ОТРЫВОК ИЗ ТЕКСТА:
Триш объяснила, что не стала ему звонить, она считает, что это должен сделать он, Ники. Тот согласился с нею.
– Родная, мне так жаль, что все это свалилось на тебя, – обняв жену, сказал Ники.
И тут Триш собралась с духом и решила сказать ему всю правду.
– Ники, твоя мама может не дожить до утра.
Он смотрел на нее во все глаза, словно не верил ее словам.
– Доктор сказал… она… она умирает.
Слезы выступили у него на глазах, и он воскликнул:
– Не может быть! Мама. Она еще такая молодая, ей всего пятьдесят девять! – Он вдруг показался Триш испуганным мальчиком.
Она нежно обняла его.
– Нужно позвонить Конраду, – прошептала она ему на ухо. – Ники, ты должен позвонить отцу. Иди же!
Она подтолкнула его, и, с трудом переставляя ноги, он побрел к телефону-автомату.
Тем временем приехали встревоженные Баррон и Мэрилин.
– Что с мамой? – спросила Мэрилин у Триш. – Как она?
Триш рассказала о положении дел. Стоявший за женой Баррон без сил опустился на стул и закрыл лицо руками.
Положив трубку, Ники подошел к родственникам с застывшим лицом.

РАЗДЕЛ ДАННЫХ:
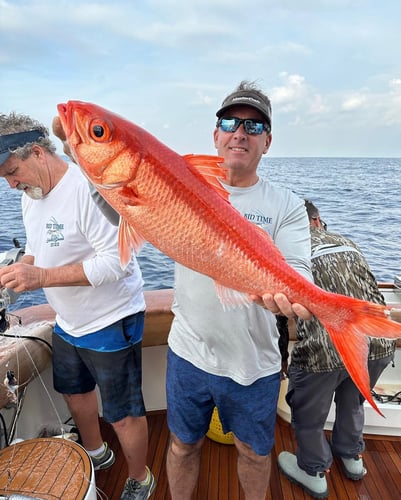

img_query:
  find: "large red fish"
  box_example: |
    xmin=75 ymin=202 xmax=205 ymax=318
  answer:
xmin=58 ymin=101 xmax=401 ymax=413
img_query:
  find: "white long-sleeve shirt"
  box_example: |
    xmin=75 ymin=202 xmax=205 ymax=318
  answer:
xmin=22 ymin=164 xmax=145 ymax=337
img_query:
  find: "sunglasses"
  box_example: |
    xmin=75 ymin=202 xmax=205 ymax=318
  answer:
xmin=216 ymin=118 xmax=270 ymax=135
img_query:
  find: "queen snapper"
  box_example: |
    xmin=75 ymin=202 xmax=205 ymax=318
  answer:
xmin=58 ymin=101 xmax=401 ymax=414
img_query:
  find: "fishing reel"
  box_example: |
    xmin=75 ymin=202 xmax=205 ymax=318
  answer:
xmin=0 ymin=242 xmax=25 ymax=334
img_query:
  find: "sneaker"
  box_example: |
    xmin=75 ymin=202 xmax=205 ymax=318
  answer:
xmin=91 ymin=442 xmax=115 ymax=470
xmin=340 ymin=455 xmax=368 ymax=481
xmin=120 ymin=467 xmax=156 ymax=500
xmin=278 ymin=451 xmax=329 ymax=498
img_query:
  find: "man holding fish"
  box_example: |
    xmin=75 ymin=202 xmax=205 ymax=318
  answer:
xmin=53 ymin=82 xmax=401 ymax=500
xmin=163 ymin=82 xmax=311 ymax=500
xmin=56 ymin=82 xmax=311 ymax=500
xmin=0 ymin=113 xmax=155 ymax=499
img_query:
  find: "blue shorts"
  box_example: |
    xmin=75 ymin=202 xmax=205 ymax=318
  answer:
xmin=53 ymin=333 xmax=146 ymax=423
xmin=166 ymin=349 xmax=280 ymax=455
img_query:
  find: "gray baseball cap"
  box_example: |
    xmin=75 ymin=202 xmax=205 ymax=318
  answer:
xmin=0 ymin=130 xmax=44 ymax=167
xmin=216 ymin=90 xmax=272 ymax=128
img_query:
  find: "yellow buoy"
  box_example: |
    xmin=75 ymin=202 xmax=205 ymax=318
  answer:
xmin=206 ymin=407 xmax=234 ymax=444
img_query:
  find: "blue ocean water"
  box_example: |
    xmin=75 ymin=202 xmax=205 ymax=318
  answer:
xmin=0 ymin=157 xmax=401 ymax=310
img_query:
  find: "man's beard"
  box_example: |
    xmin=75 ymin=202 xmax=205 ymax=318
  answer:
xmin=17 ymin=184 xmax=43 ymax=200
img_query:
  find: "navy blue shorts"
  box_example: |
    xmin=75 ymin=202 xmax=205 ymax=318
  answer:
xmin=53 ymin=334 xmax=146 ymax=423
xmin=166 ymin=349 xmax=280 ymax=455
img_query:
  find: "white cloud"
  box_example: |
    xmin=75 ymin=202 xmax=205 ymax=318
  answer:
xmin=0 ymin=0 xmax=401 ymax=156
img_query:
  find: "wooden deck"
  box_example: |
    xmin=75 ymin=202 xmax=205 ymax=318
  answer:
xmin=96 ymin=412 xmax=401 ymax=500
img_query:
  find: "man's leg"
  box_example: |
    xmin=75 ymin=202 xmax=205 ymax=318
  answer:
xmin=167 ymin=433 xmax=204 ymax=500
xmin=234 ymin=438 xmax=271 ymax=500
xmin=112 ymin=417 xmax=148 ymax=481
xmin=63 ymin=391 xmax=103 ymax=451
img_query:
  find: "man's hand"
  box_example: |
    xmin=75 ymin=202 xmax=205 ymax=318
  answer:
xmin=0 ymin=262 xmax=45 ymax=293
xmin=52 ymin=116 xmax=75 ymax=162
xmin=251 ymin=293 xmax=312 ymax=320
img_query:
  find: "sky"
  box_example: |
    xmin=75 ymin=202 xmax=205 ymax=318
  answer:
xmin=0 ymin=0 xmax=401 ymax=157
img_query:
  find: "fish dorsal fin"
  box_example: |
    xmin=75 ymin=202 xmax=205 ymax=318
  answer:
xmin=118 ymin=217 xmax=146 ymax=269
xmin=183 ymin=154 xmax=230 ymax=201
xmin=214 ymin=281 xmax=252 ymax=310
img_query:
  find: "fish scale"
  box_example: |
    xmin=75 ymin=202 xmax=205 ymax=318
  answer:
xmin=58 ymin=101 xmax=401 ymax=414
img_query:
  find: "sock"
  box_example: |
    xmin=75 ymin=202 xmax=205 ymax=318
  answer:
xmin=86 ymin=443 xmax=106 ymax=457
xmin=138 ymin=467 xmax=150 ymax=486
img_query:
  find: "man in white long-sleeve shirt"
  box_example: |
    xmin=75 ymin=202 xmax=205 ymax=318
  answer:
xmin=0 ymin=113 xmax=155 ymax=500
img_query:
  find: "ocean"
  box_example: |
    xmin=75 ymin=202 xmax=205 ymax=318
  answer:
xmin=0 ymin=157 xmax=401 ymax=311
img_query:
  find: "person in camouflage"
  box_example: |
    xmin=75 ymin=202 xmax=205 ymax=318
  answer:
xmin=278 ymin=200 xmax=395 ymax=498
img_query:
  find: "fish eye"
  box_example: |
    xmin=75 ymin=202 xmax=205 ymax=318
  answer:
xmin=89 ymin=119 xmax=112 ymax=142
xmin=92 ymin=125 xmax=104 ymax=137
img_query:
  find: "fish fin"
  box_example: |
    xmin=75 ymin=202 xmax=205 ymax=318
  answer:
xmin=118 ymin=217 xmax=145 ymax=269
xmin=319 ymin=294 xmax=401 ymax=416
xmin=119 ymin=184 xmax=147 ymax=207
xmin=214 ymin=281 xmax=251 ymax=309
xmin=183 ymin=154 xmax=230 ymax=201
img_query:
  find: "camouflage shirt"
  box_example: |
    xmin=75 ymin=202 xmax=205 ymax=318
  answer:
xmin=291 ymin=227 xmax=395 ymax=372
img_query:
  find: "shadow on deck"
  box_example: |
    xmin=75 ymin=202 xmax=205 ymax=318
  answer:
xmin=96 ymin=411 xmax=401 ymax=500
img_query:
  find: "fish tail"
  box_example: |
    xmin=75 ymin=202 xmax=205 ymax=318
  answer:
xmin=319 ymin=295 xmax=401 ymax=416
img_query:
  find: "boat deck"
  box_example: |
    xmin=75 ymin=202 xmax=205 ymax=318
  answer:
xmin=96 ymin=411 xmax=401 ymax=500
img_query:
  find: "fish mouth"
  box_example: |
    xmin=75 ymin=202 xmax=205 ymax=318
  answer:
xmin=57 ymin=103 xmax=71 ymax=138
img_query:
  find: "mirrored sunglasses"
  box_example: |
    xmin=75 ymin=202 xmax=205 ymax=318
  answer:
xmin=216 ymin=118 xmax=270 ymax=135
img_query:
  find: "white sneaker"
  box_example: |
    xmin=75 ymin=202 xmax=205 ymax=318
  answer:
xmin=340 ymin=455 xmax=368 ymax=481
xmin=278 ymin=451 xmax=329 ymax=498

ЧТО НУЖНО СДЕЛАТЬ:
A) Ответьте на вопросы по отрывку:
(i) Сколько лет маме, по словам Ники?
(ii) К чему побрел Ники?
(iii) Кто приехал встревоженным?
B) Соответствуют ли отрывку эти утверждения? На каждое ответьте «да» или «нет» и приведите решающие слова отрывка.
(i) Мэрилин спросила Триш о маме.
(ii) Выслушав Триш, Баррон остался стоять.
(iii) Ники подошел к родственникам с улыбкой.
C) Перепечатайте фрагмент отрывка: начните со слов «Слезы выступили у» и остановитесь после слов «закрыл лицо руками.».
Строки никак не связаны с отрывком и представляют собой отдельный материал.

ОТВЕТЫ ПО ЗАДАНИЯМ:
A)
(i) Пятьдесят девять.
(ii) К телефону-автомату.
(iii) Баррон и Мэрилин.

B)
(i) Да: «– Что с мамой? – спросила Мэрилин у Триш».
(ii) Нет: «без сил опустился на стул и закрыл лицо руками».
(iii) Нет: «Ники подошел к родственникам с застывшим лицом».

C)
Слезы выступили у него на глазах, и он воскликнул:
– Не может быть! Мама. Она еще такая молодая, ей всего пятьдесят девять! – Он вдруг показался Триш испуганным мальчиком.
Она нежно обняла его.
– Нужно позвонить Конраду, – прошептала она ему на ухо. – Ники, ты должен позвонить отцу. Иди же!
Она подтолкнула его, и, с трудом переставляя ноги, он побрел к телефону-автомату.
Тем временем приехали встревоженные Баррон и Мэрилин.
– Что с мамой? – спросила Мэрилин у Триш. – Как она?
Триш рассказала о положении дел. Стоявший за женой Баррон без сил опустился на стул и закрыл лицо руками.